Text passage =

━━━

SaveThatWave: how to avoid truncation

Home Forums OpenEars plugins SaveThatWave: how to avoid truncation

Tagged: 

Viewing 16 posts - 1 through 16 (of 16 total)

  • Author
    Posts
  • #1017100
    gman
    Participant

    Hello,

    I am testing the demo version of SaveThatWave. It works well, but the file are truncated. The last .5 second or so of the utterance is missing from the saved wave. Changing pocketsphinxController.secondsOfSilenceToDetect does not help (not surprisingly).

    I did not fins any other property to adjust in the docs. How can I avoid the issue?

    Thank you.

    #1017101
    Halle Winkler
    Politepix

    Welcome,

    Is this on the Simulator?

    #1017110
    gman
    Participant

    Yes, this is in the simulator. I did not have the opportunity to ty on a device yet. Should I expect a different behavior?

     

    #1017112
    Halle Winkler
    Politepix

    It’s possible. The issue with the Simulator is that it just hosts your own desktop or laptop audio devices. Since it would be a huge, unbounded job for Apple to try to address every possible audio hardware combination in a computer (including external hardware) and really simulate iPhone audio sessions with it, they don’t try — the Simulator doesn’t actually emulate audio session code and that means (for instance) that your audio equipment might even be recording at a different sample rate than an iPhone would, among other possible differences like default buffer size or latency. For those same reasons, I also don’t put a lot of time/energy into trying to make OpenEars and its plugins behave identically on the Simulator as on the device because there will always be a new scenario to fix and it’s work that won’t improve the enduser experience of your OpenEars-enabled app. So OpenEars has a much simpler audio driver on the Simulator and it won’t always work as well as the device driver, which is much more strenuously tested.

━━━

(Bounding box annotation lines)
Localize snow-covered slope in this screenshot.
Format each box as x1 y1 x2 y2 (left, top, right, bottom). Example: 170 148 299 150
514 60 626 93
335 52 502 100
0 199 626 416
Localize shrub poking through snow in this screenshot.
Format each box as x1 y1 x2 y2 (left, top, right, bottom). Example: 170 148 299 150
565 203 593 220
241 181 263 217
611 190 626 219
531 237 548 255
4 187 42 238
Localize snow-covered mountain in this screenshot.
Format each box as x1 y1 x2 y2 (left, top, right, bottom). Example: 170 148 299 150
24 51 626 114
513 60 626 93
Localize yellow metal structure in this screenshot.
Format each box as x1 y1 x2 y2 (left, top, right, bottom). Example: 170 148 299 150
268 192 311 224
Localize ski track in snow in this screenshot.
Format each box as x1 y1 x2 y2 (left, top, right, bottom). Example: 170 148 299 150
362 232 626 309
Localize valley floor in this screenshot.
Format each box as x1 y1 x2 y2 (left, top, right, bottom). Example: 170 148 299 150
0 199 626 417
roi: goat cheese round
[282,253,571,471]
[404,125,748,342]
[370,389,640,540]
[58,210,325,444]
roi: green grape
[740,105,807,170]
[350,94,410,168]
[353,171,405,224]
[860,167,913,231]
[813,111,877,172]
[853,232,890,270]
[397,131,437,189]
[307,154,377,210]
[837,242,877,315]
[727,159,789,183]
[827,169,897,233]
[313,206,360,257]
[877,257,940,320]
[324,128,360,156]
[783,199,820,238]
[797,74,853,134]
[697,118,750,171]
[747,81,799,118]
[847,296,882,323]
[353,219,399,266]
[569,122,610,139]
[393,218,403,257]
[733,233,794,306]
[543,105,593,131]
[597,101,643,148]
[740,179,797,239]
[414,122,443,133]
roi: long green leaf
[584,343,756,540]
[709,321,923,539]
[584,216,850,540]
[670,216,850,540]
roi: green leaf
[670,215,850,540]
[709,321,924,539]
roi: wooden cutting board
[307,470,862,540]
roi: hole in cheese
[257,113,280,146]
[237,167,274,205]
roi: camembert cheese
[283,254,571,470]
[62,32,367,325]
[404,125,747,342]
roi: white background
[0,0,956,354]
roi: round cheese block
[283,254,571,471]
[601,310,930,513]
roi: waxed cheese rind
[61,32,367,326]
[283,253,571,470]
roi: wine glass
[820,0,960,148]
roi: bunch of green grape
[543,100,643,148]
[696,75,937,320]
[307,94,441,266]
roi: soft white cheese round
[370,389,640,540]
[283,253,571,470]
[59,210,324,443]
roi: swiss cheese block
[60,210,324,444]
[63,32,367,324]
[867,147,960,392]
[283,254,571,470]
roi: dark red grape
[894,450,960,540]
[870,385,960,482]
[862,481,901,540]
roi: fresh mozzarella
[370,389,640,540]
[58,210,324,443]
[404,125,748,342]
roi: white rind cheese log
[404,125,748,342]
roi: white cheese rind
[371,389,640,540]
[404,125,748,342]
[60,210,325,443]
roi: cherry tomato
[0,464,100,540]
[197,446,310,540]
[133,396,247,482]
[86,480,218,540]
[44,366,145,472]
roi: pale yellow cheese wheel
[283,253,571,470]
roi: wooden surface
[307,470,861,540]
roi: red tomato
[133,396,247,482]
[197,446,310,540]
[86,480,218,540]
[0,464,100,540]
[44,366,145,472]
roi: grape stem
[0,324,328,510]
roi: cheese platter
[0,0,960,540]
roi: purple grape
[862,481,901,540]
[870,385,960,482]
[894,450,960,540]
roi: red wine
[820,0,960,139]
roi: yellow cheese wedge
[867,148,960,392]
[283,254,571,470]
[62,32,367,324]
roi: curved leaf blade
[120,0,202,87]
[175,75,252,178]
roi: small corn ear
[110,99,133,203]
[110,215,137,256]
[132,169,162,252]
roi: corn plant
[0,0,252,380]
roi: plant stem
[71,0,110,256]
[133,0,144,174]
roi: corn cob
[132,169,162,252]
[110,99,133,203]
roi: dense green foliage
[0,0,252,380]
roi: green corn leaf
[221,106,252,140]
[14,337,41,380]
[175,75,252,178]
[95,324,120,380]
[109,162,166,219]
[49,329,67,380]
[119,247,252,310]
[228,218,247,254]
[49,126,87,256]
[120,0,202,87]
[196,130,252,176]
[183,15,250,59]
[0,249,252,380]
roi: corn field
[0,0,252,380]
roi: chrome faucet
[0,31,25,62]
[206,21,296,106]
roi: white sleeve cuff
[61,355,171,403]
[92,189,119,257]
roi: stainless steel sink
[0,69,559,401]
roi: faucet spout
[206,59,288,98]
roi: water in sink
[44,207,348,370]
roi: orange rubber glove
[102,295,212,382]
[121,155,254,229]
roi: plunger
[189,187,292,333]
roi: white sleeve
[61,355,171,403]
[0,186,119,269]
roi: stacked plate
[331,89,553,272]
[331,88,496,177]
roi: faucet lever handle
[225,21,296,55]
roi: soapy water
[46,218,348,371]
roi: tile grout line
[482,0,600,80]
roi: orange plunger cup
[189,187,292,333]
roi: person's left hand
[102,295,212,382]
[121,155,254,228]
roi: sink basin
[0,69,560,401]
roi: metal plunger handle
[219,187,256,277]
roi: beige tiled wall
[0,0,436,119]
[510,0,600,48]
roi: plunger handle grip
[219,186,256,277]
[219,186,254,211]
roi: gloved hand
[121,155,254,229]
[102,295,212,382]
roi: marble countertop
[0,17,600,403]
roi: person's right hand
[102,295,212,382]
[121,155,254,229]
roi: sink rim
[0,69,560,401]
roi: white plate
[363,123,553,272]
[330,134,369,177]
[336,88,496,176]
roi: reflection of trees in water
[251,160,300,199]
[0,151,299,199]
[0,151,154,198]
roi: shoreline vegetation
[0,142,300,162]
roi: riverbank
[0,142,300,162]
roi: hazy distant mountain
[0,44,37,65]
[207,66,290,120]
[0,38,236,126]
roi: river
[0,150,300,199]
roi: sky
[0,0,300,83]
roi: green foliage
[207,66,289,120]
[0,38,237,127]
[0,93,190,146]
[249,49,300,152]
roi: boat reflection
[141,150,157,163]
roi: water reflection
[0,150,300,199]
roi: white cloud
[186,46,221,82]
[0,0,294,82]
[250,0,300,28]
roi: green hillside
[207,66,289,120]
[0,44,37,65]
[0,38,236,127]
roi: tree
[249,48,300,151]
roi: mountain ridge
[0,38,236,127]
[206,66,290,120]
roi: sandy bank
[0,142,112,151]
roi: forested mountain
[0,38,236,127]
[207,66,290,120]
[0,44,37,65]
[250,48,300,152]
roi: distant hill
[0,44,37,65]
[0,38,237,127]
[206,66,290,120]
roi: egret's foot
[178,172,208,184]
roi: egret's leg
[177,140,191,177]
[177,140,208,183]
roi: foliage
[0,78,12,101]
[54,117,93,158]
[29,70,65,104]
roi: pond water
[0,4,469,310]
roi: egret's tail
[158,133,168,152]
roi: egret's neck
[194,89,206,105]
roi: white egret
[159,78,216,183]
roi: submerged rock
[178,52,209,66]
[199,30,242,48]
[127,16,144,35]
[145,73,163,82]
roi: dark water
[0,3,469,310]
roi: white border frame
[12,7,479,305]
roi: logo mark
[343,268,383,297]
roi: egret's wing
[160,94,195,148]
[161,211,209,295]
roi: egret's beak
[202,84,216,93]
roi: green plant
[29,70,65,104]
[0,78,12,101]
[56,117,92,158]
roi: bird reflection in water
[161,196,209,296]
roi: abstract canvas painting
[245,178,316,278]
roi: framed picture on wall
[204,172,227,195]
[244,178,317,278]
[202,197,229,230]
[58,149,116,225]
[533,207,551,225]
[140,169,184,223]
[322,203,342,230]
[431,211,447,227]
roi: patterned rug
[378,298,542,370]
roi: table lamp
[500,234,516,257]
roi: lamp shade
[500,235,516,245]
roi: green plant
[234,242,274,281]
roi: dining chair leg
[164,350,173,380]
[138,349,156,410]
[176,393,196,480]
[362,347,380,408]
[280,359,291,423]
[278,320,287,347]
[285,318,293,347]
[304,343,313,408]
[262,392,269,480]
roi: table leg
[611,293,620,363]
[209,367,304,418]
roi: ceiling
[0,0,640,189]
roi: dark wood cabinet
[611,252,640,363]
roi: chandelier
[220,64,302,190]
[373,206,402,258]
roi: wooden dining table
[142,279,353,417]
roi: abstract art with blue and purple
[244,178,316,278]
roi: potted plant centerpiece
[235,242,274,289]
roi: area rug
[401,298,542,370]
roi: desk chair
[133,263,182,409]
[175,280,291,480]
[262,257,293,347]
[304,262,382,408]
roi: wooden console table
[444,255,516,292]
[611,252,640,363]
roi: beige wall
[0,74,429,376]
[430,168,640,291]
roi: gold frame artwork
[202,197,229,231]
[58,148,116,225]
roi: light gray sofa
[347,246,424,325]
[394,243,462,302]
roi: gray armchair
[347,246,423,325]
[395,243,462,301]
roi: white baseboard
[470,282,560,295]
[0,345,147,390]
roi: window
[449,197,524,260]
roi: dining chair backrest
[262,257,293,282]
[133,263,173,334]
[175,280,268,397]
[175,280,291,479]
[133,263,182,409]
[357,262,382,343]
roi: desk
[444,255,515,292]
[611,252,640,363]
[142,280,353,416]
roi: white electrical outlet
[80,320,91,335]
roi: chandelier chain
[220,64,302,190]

━━━

What to do =
1 – Can you rewrite the forum thread from the words "I am testing" through "on the Simulator?", putting "trial version" in place of "demo version"?
2 – Answer these questions about the forum thread:
(a) What does gman say is missing from the saved wave?
(b) Where was gman testing when the issue appeared?
(c) According to Halle Winkler, what does the Simulator host?
3 – What is the forum thread about? Summarize it in two sentences.

Solutions to the tasks =
1 –
I am testing the trial version of SaveThatWave. It works well, but the file are truncated. The last .5 second or so of the utterance is missing from the saved wave. Changing pocketsphinxController.secondsOfSilenceToDetect does not help (not surprisingly).

    I did not fins any other property to adjust in the docs. How can I avoid the issue?

    Thank you.

    #1017101
    Halle Winkler
    Politepix

    Welcome,

    Is this on the Simulator?

2 –
(a) The last .5 second or so of the utterance.
(b) In the simulator.
(c) Your own desktop or laptop audio devices.

3 – A user testing the demo version of SaveThatWave in the simulator finds that the last .5 second or so of each utterance is missing from the saved wave, and changing secondsOfSilenceToDetect does not help. Halle Winkler replies that the device may behave differently, since the Simulator only hosts the computer's own audio devices without emulating audio session code, and OpenEars uses a simpler audio driver there that won't always work as well as the device driver.